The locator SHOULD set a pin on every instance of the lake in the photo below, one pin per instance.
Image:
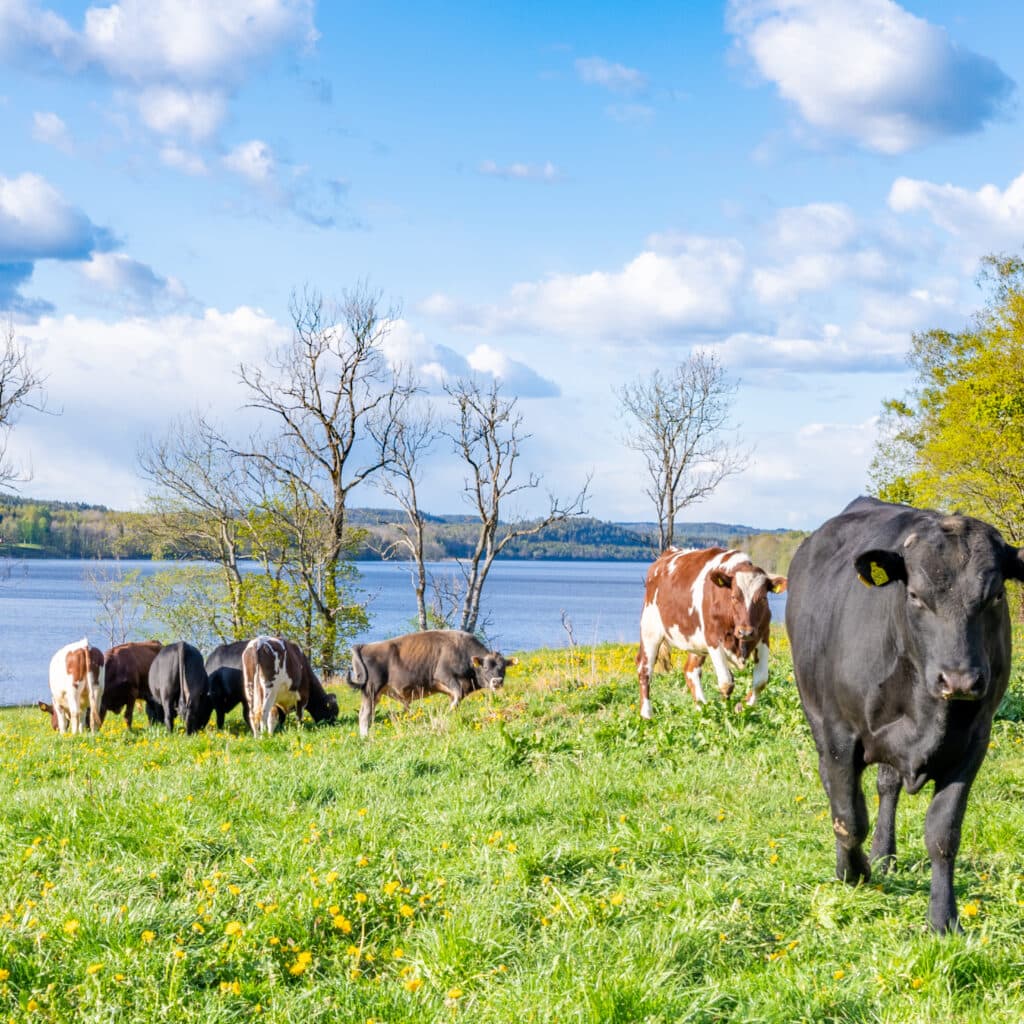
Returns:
(45, 604)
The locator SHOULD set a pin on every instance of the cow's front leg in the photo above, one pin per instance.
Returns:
(843, 764)
(722, 670)
(884, 841)
(692, 671)
(942, 835)
(760, 676)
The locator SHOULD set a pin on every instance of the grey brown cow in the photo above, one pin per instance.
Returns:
(417, 665)
(900, 636)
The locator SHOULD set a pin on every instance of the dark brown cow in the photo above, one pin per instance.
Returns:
(127, 674)
(77, 684)
(276, 676)
(711, 603)
(416, 665)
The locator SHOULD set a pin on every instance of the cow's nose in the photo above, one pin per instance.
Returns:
(963, 684)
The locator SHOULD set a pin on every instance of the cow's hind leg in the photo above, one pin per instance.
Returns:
(884, 842)
(692, 672)
(842, 766)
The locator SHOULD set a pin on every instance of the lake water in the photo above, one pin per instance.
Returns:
(45, 604)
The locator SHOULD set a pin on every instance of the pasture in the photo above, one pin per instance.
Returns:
(541, 855)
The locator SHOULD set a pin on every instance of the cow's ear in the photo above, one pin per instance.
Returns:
(1013, 562)
(877, 568)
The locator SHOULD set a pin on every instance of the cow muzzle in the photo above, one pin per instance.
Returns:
(969, 684)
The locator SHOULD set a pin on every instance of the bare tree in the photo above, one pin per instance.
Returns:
(197, 498)
(20, 386)
(336, 402)
(487, 433)
(681, 428)
(415, 434)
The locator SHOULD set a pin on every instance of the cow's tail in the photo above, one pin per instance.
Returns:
(356, 677)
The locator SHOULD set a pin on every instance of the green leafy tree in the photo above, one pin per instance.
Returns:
(956, 439)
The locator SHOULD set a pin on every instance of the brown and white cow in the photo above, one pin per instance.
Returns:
(275, 677)
(77, 685)
(711, 603)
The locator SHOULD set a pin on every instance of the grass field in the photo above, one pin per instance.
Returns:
(540, 855)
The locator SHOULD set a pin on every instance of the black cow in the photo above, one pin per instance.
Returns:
(416, 665)
(900, 637)
(178, 685)
(223, 665)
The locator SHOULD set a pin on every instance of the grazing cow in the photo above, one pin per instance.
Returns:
(900, 637)
(711, 603)
(419, 664)
(178, 685)
(223, 665)
(276, 676)
(126, 669)
(77, 684)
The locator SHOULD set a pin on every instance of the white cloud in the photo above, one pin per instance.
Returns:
(611, 76)
(169, 111)
(868, 70)
(523, 172)
(253, 160)
(37, 222)
(988, 218)
(182, 160)
(680, 283)
(50, 129)
(192, 41)
(134, 285)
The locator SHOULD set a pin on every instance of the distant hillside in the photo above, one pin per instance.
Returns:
(75, 529)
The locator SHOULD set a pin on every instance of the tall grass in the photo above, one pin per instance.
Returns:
(539, 855)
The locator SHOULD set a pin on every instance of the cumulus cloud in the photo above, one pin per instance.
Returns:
(610, 76)
(37, 222)
(253, 160)
(434, 364)
(50, 129)
(169, 111)
(869, 70)
(157, 368)
(522, 172)
(679, 283)
(990, 217)
(134, 286)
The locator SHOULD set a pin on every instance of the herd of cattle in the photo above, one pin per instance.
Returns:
(901, 648)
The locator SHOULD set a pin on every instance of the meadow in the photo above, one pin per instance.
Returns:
(541, 855)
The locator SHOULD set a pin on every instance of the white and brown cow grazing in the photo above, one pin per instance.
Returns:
(77, 685)
(711, 603)
(275, 677)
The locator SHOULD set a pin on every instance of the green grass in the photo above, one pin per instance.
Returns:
(540, 855)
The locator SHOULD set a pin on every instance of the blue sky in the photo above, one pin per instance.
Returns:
(563, 196)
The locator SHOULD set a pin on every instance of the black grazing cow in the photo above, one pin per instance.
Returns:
(275, 676)
(223, 665)
(178, 685)
(900, 637)
(416, 665)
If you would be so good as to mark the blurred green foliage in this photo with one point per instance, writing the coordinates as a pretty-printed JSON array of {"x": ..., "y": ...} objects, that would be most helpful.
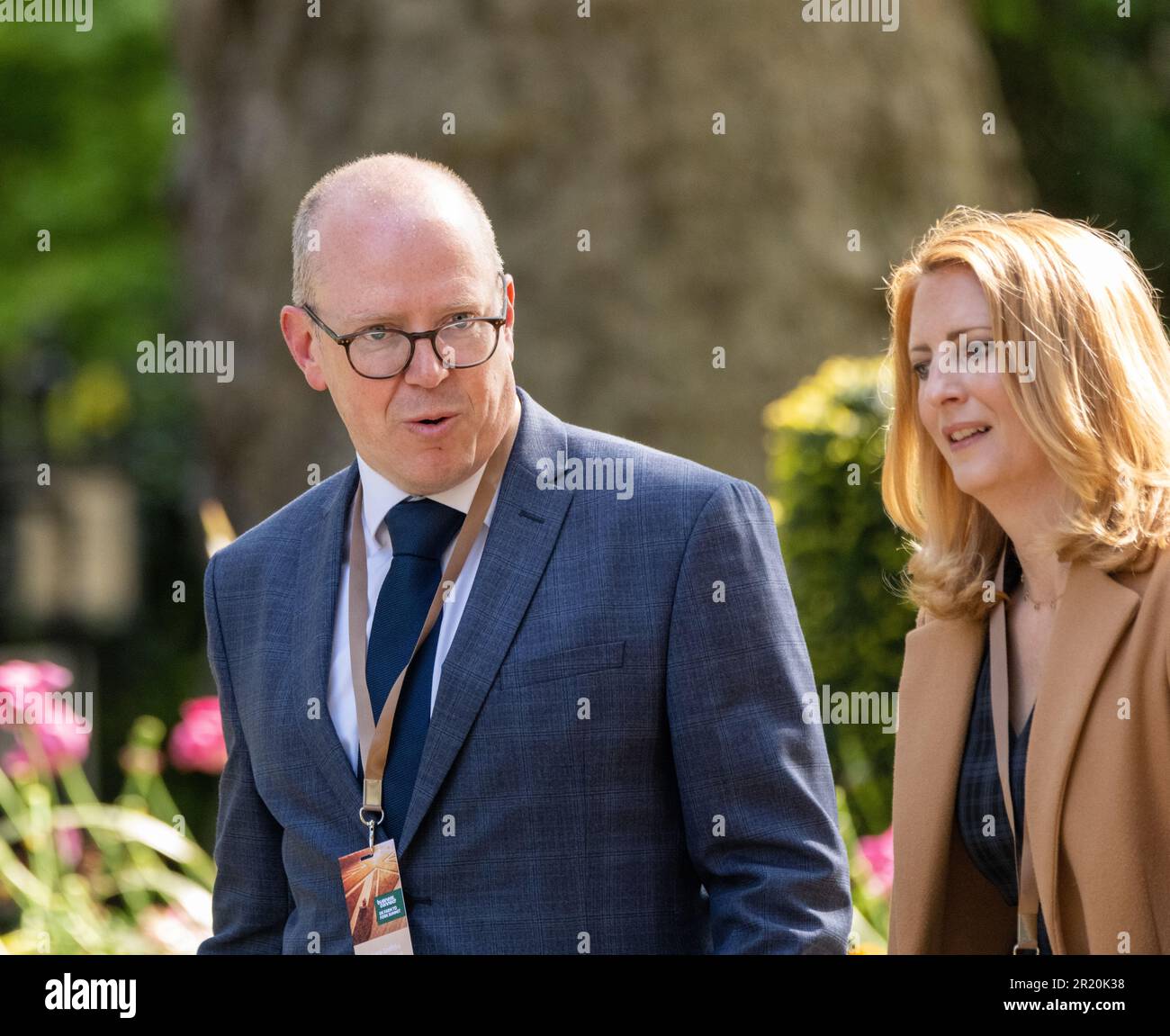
[
  {"x": 88, "y": 155},
  {"x": 842, "y": 556},
  {"x": 1089, "y": 95}
]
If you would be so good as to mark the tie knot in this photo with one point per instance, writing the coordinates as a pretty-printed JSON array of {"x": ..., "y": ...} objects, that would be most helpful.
[{"x": 422, "y": 528}]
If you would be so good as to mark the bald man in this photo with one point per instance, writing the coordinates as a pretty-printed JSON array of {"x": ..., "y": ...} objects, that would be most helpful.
[{"x": 599, "y": 746}]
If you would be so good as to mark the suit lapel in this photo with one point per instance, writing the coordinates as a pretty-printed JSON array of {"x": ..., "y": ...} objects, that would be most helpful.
[
  {"x": 525, "y": 528},
  {"x": 317, "y": 581},
  {"x": 1094, "y": 612},
  {"x": 940, "y": 670}
]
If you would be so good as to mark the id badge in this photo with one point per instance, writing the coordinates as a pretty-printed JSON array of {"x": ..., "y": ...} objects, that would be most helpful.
[{"x": 374, "y": 900}]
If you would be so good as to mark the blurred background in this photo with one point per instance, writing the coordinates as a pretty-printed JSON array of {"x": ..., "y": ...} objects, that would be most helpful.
[{"x": 741, "y": 179}]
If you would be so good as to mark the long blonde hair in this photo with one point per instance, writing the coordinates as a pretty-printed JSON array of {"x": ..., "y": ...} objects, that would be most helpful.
[{"x": 1099, "y": 406}]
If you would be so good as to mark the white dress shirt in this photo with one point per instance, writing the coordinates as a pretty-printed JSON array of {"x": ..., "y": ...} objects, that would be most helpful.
[{"x": 378, "y": 497}]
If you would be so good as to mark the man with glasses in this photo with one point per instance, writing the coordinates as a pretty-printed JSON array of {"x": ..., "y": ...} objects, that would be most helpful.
[{"x": 593, "y": 701}]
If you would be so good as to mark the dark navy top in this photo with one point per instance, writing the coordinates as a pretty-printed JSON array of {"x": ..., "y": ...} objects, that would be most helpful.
[{"x": 979, "y": 793}]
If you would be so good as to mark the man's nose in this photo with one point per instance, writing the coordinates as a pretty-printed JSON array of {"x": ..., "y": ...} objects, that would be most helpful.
[{"x": 425, "y": 368}]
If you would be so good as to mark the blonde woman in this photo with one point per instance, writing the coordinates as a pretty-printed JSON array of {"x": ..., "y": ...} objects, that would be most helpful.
[{"x": 1029, "y": 460}]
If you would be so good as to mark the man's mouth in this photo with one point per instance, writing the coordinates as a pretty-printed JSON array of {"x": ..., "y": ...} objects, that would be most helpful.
[{"x": 432, "y": 423}]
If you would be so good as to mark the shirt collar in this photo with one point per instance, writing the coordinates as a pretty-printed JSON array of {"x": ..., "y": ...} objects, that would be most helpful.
[{"x": 379, "y": 495}]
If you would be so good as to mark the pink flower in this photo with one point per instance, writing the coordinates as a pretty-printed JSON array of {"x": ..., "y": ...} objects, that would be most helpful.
[
  {"x": 197, "y": 741},
  {"x": 878, "y": 852},
  {"x": 26, "y": 699}
]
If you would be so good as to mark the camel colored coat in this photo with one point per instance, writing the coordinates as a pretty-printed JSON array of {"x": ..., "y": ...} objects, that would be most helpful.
[{"x": 1098, "y": 785}]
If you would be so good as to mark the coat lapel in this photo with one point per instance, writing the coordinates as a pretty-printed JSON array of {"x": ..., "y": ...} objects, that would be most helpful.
[
  {"x": 1094, "y": 612},
  {"x": 940, "y": 670},
  {"x": 525, "y": 528}
]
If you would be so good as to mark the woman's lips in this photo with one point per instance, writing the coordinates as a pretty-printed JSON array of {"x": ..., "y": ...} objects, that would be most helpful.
[{"x": 970, "y": 440}]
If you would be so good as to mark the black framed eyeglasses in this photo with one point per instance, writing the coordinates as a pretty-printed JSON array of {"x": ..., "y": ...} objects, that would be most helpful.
[{"x": 385, "y": 353}]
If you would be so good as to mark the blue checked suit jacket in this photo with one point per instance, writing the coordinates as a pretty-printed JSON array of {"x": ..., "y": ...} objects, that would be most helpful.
[{"x": 690, "y": 811}]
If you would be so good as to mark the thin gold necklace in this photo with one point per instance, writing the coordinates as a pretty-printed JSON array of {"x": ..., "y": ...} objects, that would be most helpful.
[{"x": 1038, "y": 604}]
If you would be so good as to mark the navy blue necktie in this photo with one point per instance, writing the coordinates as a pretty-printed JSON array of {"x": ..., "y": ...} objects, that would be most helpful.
[{"x": 420, "y": 530}]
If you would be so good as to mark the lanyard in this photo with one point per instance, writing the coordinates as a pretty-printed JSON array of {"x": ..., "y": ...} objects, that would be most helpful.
[
  {"x": 374, "y": 741},
  {"x": 1028, "y": 902}
]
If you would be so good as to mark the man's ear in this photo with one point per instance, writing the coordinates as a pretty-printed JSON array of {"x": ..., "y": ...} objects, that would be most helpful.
[
  {"x": 508, "y": 328},
  {"x": 297, "y": 328}
]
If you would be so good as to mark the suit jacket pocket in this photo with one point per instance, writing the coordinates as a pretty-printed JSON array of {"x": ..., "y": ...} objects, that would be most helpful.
[{"x": 556, "y": 664}]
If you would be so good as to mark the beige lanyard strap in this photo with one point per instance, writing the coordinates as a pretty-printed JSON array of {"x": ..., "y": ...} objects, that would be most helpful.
[
  {"x": 1029, "y": 899},
  {"x": 374, "y": 741}
]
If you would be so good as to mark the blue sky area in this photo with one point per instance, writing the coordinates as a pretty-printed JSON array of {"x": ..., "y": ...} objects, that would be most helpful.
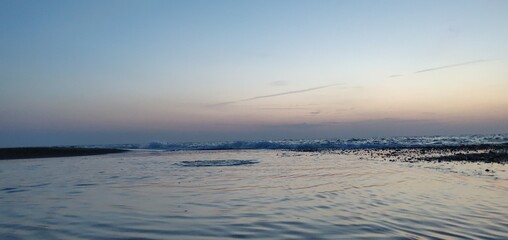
[{"x": 94, "y": 72}]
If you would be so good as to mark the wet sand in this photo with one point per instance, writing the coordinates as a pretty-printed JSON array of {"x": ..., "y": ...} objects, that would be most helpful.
[
  {"x": 51, "y": 152},
  {"x": 484, "y": 153}
]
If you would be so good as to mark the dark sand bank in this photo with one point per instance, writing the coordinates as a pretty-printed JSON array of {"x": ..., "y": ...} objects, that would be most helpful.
[
  {"x": 48, "y": 152},
  {"x": 486, "y": 153}
]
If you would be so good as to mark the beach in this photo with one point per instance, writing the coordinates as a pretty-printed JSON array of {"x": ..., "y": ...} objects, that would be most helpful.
[{"x": 51, "y": 152}]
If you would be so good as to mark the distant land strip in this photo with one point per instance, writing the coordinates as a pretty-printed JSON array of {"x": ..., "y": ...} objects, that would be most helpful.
[{"x": 50, "y": 152}]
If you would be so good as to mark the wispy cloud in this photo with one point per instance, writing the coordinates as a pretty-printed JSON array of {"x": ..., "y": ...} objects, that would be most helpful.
[
  {"x": 452, "y": 66},
  {"x": 273, "y": 95},
  {"x": 444, "y": 67}
]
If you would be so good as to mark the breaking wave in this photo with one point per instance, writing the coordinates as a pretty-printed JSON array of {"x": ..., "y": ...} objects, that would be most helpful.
[{"x": 323, "y": 144}]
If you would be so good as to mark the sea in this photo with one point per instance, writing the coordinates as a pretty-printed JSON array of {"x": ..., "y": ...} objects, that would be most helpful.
[{"x": 284, "y": 189}]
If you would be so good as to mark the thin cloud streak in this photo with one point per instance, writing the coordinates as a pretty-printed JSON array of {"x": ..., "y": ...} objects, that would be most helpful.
[
  {"x": 273, "y": 95},
  {"x": 452, "y": 66},
  {"x": 444, "y": 67}
]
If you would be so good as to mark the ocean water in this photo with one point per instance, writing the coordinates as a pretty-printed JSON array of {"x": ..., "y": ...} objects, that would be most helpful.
[
  {"x": 320, "y": 144},
  {"x": 258, "y": 194}
]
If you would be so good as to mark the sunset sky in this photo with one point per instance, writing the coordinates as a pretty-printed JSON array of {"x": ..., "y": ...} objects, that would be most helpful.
[{"x": 95, "y": 72}]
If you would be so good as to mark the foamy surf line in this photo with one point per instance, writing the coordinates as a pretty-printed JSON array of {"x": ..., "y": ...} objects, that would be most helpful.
[{"x": 325, "y": 144}]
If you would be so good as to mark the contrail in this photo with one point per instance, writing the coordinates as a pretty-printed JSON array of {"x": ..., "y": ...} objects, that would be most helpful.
[
  {"x": 444, "y": 67},
  {"x": 273, "y": 95},
  {"x": 453, "y": 65}
]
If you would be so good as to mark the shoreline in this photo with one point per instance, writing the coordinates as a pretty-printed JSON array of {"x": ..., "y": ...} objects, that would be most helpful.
[{"x": 52, "y": 152}]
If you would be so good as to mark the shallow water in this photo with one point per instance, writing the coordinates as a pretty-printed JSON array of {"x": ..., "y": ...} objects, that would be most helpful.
[{"x": 285, "y": 195}]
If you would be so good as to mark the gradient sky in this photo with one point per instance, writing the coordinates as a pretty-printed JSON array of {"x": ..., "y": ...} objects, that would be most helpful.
[{"x": 94, "y": 72}]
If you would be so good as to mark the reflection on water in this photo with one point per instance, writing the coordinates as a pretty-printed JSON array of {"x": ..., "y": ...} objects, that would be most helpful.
[{"x": 284, "y": 195}]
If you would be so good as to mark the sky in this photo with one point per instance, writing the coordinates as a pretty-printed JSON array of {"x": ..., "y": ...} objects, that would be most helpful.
[{"x": 99, "y": 72}]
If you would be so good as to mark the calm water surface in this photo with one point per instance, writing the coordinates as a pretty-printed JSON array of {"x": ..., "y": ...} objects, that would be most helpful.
[{"x": 279, "y": 195}]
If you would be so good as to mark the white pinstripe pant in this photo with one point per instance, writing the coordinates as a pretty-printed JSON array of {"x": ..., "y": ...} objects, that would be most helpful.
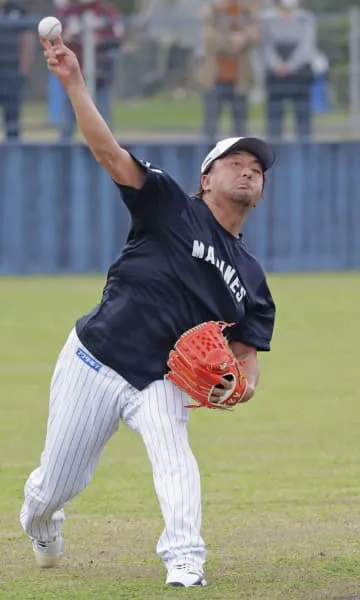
[{"x": 85, "y": 408}]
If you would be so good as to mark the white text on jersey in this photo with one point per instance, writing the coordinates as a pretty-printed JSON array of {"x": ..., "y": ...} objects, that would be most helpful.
[{"x": 228, "y": 272}]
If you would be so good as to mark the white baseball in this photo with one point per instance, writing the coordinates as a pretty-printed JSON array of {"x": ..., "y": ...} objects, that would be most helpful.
[{"x": 50, "y": 28}]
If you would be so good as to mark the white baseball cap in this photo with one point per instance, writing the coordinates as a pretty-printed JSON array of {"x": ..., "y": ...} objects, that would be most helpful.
[{"x": 259, "y": 148}]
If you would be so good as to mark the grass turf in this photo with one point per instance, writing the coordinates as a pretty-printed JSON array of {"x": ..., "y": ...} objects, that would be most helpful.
[
  {"x": 280, "y": 476},
  {"x": 164, "y": 114}
]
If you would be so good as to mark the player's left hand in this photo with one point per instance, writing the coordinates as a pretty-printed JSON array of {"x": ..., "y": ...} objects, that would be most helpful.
[{"x": 203, "y": 365}]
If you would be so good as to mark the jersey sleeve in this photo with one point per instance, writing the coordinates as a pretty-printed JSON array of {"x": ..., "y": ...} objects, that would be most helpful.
[
  {"x": 256, "y": 329},
  {"x": 159, "y": 199}
]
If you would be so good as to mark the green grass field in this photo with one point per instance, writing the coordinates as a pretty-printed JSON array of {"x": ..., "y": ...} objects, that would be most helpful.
[{"x": 281, "y": 476}]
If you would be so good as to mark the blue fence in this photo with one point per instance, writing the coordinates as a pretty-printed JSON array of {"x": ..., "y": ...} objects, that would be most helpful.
[{"x": 59, "y": 212}]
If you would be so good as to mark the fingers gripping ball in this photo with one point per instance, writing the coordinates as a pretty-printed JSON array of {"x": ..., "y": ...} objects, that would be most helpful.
[
  {"x": 50, "y": 28},
  {"x": 200, "y": 360}
]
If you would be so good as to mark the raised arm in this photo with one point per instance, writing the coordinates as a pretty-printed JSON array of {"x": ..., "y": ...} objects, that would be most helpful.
[{"x": 115, "y": 159}]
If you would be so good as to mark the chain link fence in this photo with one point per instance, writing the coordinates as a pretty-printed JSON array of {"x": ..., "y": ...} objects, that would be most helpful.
[{"x": 186, "y": 78}]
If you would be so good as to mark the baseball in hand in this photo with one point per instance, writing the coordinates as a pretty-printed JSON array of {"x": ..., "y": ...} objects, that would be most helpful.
[{"x": 50, "y": 28}]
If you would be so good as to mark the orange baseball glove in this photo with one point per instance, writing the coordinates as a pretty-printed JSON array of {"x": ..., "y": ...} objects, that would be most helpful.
[{"x": 200, "y": 359}]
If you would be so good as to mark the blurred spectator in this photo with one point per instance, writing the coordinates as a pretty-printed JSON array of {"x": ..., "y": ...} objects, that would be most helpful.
[
  {"x": 226, "y": 74},
  {"x": 109, "y": 34},
  {"x": 17, "y": 49},
  {"x": 289, "y": 46}
]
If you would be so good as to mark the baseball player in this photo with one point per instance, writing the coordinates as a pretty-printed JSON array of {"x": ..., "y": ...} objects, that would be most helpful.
[{"x": 184, "y": 264}]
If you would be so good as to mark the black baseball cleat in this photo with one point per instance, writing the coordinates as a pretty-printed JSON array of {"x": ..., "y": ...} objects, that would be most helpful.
[{"x": 185, "y": 576}]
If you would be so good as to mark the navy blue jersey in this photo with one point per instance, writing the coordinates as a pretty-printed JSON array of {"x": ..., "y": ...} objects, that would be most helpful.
[{"x": 179, "y": 268}]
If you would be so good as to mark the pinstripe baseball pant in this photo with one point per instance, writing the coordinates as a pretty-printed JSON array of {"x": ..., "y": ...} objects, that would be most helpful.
[{"x": 87, "y": 402}]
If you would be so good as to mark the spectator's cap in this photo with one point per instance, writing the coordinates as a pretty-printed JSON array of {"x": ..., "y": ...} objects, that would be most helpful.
[{"x": 259, "y": 148}]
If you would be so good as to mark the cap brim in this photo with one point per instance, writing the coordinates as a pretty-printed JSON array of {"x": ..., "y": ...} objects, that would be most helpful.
[{"x": 259, "y": 148}]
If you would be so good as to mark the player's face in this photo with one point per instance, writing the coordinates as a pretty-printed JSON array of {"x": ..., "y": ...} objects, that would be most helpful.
[{"x": 237, "y": 177}]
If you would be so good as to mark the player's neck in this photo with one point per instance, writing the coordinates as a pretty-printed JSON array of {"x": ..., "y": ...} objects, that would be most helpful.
[{"x": 229, "y": 216}]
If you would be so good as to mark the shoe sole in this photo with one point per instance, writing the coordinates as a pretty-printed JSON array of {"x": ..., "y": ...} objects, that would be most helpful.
[
  {"x": 47, "y": 562},
  {"x": 200, "y": 583}
]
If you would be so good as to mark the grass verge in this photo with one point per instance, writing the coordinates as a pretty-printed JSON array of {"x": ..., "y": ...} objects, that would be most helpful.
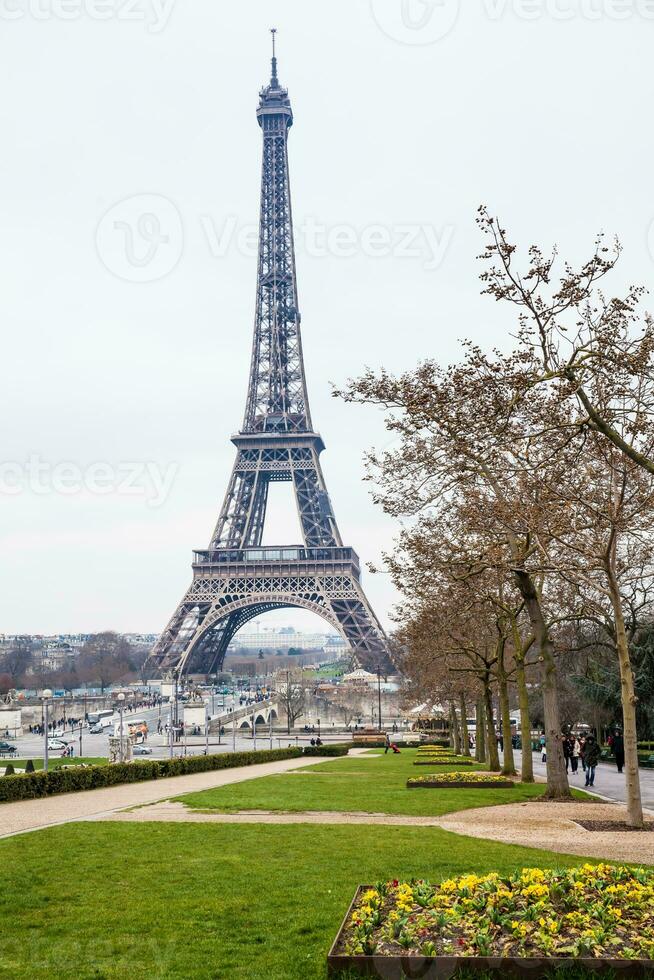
[
  {"x": 372, "y": 784},
  {"x": 212, "y": 902}
]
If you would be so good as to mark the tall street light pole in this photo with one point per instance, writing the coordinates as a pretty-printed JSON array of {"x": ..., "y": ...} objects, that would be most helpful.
[
  {"x": 121, "y": 700},
  {"x": 45, "y": 699},
  {"x": 379, "y": 694}
]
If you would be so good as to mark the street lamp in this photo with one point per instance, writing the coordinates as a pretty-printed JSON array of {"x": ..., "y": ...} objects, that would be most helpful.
[
  {"x": 121, "y": 700},
  {"x": 45, "y": 698},
  {"x": 379, "y": 693}
]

=-=-=

**Given problem**
From the line containing "the player's face" through the last line of the material above, write out each line exactly, leaving aside all pictures.

**Solution to the exercise**
If you would be so good as to mark the player's face in this photo with one point per instance, writing the coordinates as a pretty-printed JSON array of {"x": ..., "y": ...} objects, that would be most helpful.
[{"x": 237, "y": 177}]
If you would be so good as to mark the player's neck in this photo with one point per instance, writing the coordinates as a pretty-printed JSON array of {"x": ..., "y": ...} objects, that would be most helpful.
[{"x": 229, "y": 216}]
If you would be so good as to mark the shoe sole in this photo with one point per instance, writing the coordinates as a pretty-printed JSON array of {"x": ..., "y": ...} objects, that would be most helpful.
[
  {"x": 47, "y": 562},
  {"x": 200, "y": 583}
]
If you would be so good as to mark the grass verge in this photo with one point per instance, writing the coordinates as a pretty-printed JSON array of {"x": ..., "y": ...} objects, that would be most helpful.
[
  {"x": 372, "y": 784},
  {"x": 212, "y": 902}
]
If you would be so good as to mark the tall street light pole in this photo with one point per instance, writing the coordinates as a pretty-printed JSON array of {"x": ..., "y": ...} objects, that would be most helpful.
[
  {"x": 121, "y": 700},
  {"x": 45, "y": 699},
  {"x": 379, "y": 694}
]
If you would be so good as to mark the street lamp in this photo with one point per instance, writing the coordinates as a pretty-printed JSON array of {"x": ..., "y": ...} objects, that would be most helpful.
[
  {"x": 121, "y": 700},
  {"x": 45, "y": 698},
  {"x": 379, "y": 693}
]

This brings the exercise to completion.